» **Problem to work on**:
Each and every line of the data must appear exactly as given.

» **Raw data**:
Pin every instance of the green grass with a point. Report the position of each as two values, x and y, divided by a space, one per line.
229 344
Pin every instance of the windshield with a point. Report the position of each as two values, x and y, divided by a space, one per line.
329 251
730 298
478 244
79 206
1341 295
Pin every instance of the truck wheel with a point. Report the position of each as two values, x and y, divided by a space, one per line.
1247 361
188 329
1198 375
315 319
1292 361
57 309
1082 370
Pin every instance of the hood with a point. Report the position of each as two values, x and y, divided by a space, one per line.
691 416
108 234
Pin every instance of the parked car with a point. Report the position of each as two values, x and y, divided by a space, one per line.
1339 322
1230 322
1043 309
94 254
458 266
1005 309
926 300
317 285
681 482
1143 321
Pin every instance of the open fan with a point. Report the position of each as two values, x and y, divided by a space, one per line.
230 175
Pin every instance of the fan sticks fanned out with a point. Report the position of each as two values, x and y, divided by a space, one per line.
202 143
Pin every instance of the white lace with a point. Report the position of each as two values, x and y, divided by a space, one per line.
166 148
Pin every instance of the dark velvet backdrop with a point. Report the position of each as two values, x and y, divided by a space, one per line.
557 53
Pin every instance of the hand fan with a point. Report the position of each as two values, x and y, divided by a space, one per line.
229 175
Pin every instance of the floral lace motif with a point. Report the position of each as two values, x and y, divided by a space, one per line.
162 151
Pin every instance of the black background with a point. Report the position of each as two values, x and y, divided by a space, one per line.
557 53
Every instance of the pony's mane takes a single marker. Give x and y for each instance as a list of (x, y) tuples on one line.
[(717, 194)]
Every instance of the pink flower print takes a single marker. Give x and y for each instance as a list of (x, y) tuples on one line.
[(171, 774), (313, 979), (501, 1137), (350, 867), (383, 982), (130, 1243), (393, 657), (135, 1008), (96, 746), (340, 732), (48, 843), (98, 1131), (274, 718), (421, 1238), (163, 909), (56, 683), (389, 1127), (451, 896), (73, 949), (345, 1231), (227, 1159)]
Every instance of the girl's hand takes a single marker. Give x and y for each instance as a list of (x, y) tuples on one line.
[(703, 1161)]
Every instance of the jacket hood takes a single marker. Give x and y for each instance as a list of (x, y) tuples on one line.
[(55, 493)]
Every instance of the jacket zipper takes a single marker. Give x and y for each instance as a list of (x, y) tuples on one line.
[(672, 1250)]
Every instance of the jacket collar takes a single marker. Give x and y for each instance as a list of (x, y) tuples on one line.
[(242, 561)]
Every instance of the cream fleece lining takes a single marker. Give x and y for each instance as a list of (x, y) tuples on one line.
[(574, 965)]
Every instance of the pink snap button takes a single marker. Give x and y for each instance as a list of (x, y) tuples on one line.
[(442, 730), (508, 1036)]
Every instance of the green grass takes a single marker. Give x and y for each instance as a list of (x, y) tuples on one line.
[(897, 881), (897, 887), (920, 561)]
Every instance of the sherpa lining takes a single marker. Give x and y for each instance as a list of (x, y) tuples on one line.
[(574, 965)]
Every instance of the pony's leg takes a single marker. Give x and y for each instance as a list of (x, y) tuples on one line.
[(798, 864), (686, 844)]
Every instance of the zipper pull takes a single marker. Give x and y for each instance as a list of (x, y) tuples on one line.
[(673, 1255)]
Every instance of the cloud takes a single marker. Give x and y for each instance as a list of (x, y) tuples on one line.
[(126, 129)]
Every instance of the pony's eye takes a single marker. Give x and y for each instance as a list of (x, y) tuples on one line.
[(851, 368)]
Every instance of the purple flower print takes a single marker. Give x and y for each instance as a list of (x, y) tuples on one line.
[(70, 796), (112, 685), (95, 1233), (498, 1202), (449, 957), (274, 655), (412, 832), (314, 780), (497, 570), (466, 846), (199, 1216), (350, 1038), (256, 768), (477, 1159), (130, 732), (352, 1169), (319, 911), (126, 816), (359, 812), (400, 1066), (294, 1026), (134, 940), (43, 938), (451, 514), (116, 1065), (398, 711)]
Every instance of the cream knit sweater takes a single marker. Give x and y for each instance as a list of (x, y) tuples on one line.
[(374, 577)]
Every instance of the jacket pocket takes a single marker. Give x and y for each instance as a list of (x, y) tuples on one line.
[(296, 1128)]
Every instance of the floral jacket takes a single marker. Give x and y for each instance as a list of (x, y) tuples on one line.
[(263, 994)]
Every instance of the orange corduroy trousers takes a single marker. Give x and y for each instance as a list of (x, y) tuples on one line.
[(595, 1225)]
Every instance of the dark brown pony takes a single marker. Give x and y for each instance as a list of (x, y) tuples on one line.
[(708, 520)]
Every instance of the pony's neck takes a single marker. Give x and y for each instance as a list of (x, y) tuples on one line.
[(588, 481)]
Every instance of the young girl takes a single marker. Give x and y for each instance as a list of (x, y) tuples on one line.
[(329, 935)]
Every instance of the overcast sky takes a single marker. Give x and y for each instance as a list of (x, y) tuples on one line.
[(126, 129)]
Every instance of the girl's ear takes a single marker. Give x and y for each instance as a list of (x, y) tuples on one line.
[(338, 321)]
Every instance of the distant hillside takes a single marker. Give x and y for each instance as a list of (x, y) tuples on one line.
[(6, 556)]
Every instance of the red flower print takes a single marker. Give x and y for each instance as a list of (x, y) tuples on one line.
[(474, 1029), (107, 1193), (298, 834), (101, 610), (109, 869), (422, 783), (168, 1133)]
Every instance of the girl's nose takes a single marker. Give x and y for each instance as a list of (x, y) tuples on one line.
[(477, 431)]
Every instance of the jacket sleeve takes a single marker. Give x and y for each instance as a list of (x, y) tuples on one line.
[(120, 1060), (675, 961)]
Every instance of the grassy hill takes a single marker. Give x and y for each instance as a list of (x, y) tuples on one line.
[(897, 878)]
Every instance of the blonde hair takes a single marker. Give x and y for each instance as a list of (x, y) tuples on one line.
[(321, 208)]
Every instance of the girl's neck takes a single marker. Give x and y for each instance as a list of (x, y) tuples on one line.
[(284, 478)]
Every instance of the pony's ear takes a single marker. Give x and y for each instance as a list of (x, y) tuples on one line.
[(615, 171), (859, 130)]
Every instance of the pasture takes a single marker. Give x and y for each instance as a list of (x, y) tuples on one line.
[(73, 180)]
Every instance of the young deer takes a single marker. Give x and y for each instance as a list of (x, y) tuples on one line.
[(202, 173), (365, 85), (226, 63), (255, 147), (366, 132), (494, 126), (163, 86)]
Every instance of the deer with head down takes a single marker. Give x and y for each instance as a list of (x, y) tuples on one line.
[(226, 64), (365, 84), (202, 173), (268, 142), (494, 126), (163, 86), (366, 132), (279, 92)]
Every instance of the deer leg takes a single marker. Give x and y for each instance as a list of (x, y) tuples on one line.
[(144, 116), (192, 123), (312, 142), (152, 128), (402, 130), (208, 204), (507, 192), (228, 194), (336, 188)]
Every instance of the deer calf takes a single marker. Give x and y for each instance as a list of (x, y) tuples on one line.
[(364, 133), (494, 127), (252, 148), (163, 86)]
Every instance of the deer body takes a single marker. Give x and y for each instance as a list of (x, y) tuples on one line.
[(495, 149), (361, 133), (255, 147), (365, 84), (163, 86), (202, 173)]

» **Exercise answer**:
Pin every instance of the green grass with a point. Report the position of each as two values, x and y, divided by a space, one per line.
229 344
Pin every instance of the windshield with a point. Report the position of each as two values, x and y, divided by a space, one per line.
329 251
730 298
478 244
79 206
1341 295
Pin every instance of the truck wheel with a point. Report the position of each as two values, x and y, divided by a space, one per line.
1247 361
188 329
1198 375
315 319
1292 361
57 309
1082 370
Pin every instance of the hood with a point. Report the position of each as two values, x and y, divided by a space, one per line.
691 416
108 234
Pin every instance of the parked car with a point. Report the position of each as two values, x and y, divided by a space, one per line.
1339 322
1230 322
1043 309
94 254
458 266
1005 309
926 300
317 285
681 482
1143 321
Pin every instance of the open fan with a point. Report the position of each as two values, x and y, divided by a space, one per line.
230 175
Pin every instance of the fan sticks fanned out with a point. Report the position of each as two values, x and y, divided by a space, one per line.
202 143
Pin every instance of the white lace with a point. Report the position of each as two values, x and y, divided by a space, one per line.
166 148
Pin every instance of the dark velvet backdrop with a point. Report the position of each as two values, x and y, divided by a space, one per line.
557 53
Pin every instance of the hand fan with a point. Report the position of each as two values, x and y, divided by a space, one per line.
229 175
Pin every instance of the floral lace motif with a point. Report the position of each as two values, x and y, divided by a space, one per line.
162 151
Pin every instance of the black background with a point. Report the position of each as two values, x and y, divided by a space, one per line.
557 53
Every instance of the pony's mane takes a single marker. Give x and y for each instance as a list of (x, y) tuples on one line.
[(717, 194)]
Every instance of the pink flower print takes a single marker. Give x and y for each instance as a list of (x, y) tuples on one line.
[(171, 774), (313, 979), (501, 1137), (350, 867), (383, 982), (130, 1243), (393, 657), (135, 1008), (96, 746), (340, 732), (48, 843), (98, 1131), (274, 718), (421, 1238), (163, 909), (56, 683), (389, 1127), (451, 896), (73, 949), (345, 1231), (227, 1159)]
Every instance of the girl's hand takes a single marker. Give x and y for each instance as a list of (x, y) tuples on one line.
[(703, 1161)]
Every instance of the jacket hood takes a single marker. Give x and y for each instance as a list of (x, y) tuples on one line.
[(55, 493)]
Every instance of the jacket zipper takes a single marker. Give x and y for each instance as a list of (x, y) tuples on one line.
[(672, 1250)]
Every instance of the jacket collar takes a single marker. Give x and y for each instance as a list of (x, y) tuples on one line.
[(242, 561)]
Every instance of the cream fleece lining takes a single marker. Give x and y for each instance as a list of (x, y) tuples on one line.
[(574, 965)]
Every instance of the pink snap button takes a single marker. Give x and y for each instance as a list of (x, y) tuples on one line.
[(442, 730), (508, 1036)]
Every instance of the green grass takes a single marker. Give x and y for each instance as a list of (x, y) tuples on one line.
[(897, 881), (897, 887), (920, 561)]
Every instance of the sherpa lining takes a single marker. Give x and y for each instance as a list of (x, y) tuples on one line.
[(574, 965)]
Every instance of the pony's leg takes a single marker. Give x and y for each instance as a list of (x, y) tuples on one line.
[(798, 864), (686, 844)]
Every instance of the zipper pull takes a single marker. Give x and y for each instance as a list of (x, y) tuples on one line.
[(673, 1255)]
Every instance of the cloud takes a single marker. Give x and y for each instance as a list of (x, y) tuples on one line.
[(126, 129)]
Every instance of the pony's eye takes a single marker. Give x and y for each instance as a list of (x, y) tuples on one line.
[(851, 368)]
Every instance of the purple flower print takes a single marker. Give x and y for each instance as a list of (x, y) tuples on one line.
[(70, 796), (112, 685), (95, 1233), (498, 1202), (449, 957), (274, 655), (412, 832), (314, 780), (497, 570), (466, 846), (199, 1216), (350, 1038), (256, 768), (477, 1159), (130, 732), (352, 1169), (319, 911), (126, 816), (359, 812), (400, 1066), (294, 1026), (134, 940), (43, 938), (451, 514), (116, 1065), (398, 711)]
Every instance of the cream knit sweater takes a single marker. Give x and y for each instance as a list of (x, y) tuples on one line.
[(374, 577)]
Every instance of the jacket pocket takes a single marker. Give x and y for each instance as a list of (x, y) tuples on one line.
[(296, 1128)]
Every instance of the floral jacket takes a single marker. Give x and y for each instance as a list of (x, y) tuples on one line.
[(263, 994)]
Every instance of the orange corduroy trousers takes a single marker. Give x and y for each instance as a list of (x, y) tuples on one line.
[(595, 1225)]
Every instance of the dark brown pony takes a single marker. Give x and y for each instance as a list of (x, y) tuples on one line.
[(708, 520)]
Every instance of the pony's neck takes a single marker. Give x and y for each instance as a list of (x, y) tuples on one line.
[(588, 481)]
Every instance of the young girl takes a single marker. Give x and y for each instance as a list of (x, y) tuples on one line.
[(329, 935)]
Every instance of the overcast sky takes a single marker. Give x and y for each instance as a list of (x, y) tuples on one line.
[(126, 129)]
Every instance of the girl's ear takes a single marker. Give x and y for each instance as a list of (x, y) tuples on one line.
[(338, 321)]
Every instance of the distant hillside takes a single marker. Give x and y for each instance as a list of (x, y) tuples on one line.
[(6, 556)]
Every instance of the red flower print takes a single marker. Give x and y for each instance as a list of (x, y) tuples on one line.
[(474, 1029), (107, 1193), (298, 834), (101, 610), (109, 869), (422, 783), (168, 1133)]
Every instance of the girl's nose takes a single marker. Give x and y for each instance as a list of (x, y) tuples on one line.
[(477, 431)]
Every instance of the jacket sleeve takes a single marker. Give x and y for each instance as a list of (x, y) tuples on one line.
[(120, 1060), (675, 961)]
Every instance of the grassy hill takes a single marker. Give x and y for each instance as a list of (x, y) tuples on one line.
[(897, 878)]
Every instance of the blonde hair takes a single marker. Give x and y for each instance as a list of (x, y) tuples on one line.
[(321, 208)]
Every instance of the girl's neck takes a single marker. Give x and y for each instance as a list of (x, y) tuples on one line.
[(284, 478)]
Every instance of the pony's ear takes a single marker. Give x and y for each instance as a list of (x, y) tuples on one line.
[(615, 171), (859, 130)]
Every instance of the pasture takes a single marker. Give x and y for each instance as a list of (x, y) tuples on one line.
[(73, 180)]
Every instance of the young deer takes a single marker. Give x and y for each instance as a list of (x, y) tuples on one line.
[(202, 173), (365, 85), (226, 63), (255, 147), (366, 132), (494, 126), (163, 86)]
Every instance of the deer with head down takes a single marker. Give x and y for each instance as a list of (x, y) tuples on one line.
[(226, 64), (365, 84), (202, 173), (268, 142), (494, 126), (163, 86), (366, 132), (279, 92)]
Every instance of the deer leg takes a single marker. Give x and y for each instance as a list of (x, y) tuples on one line.
[(144, 116), (192, 123), (312, 142), (152, 128), (402, 130), (208, 204), (507, 192), (228, 194), (336, 188)]
Every instance of the deer calf takes a single marker. Give x and y for each instance as a list of (x, y) tuples on one line.
[(364, 133), (494, 127), (252, 148), (163, 86)]
Every instance of the deer body takes a single marker. Give x and y for each instance as a list of (x, y) tuples on one line.
[(495, 149), (361, 133), (255, 147), (365, 84), (163, 86), (202, 173)]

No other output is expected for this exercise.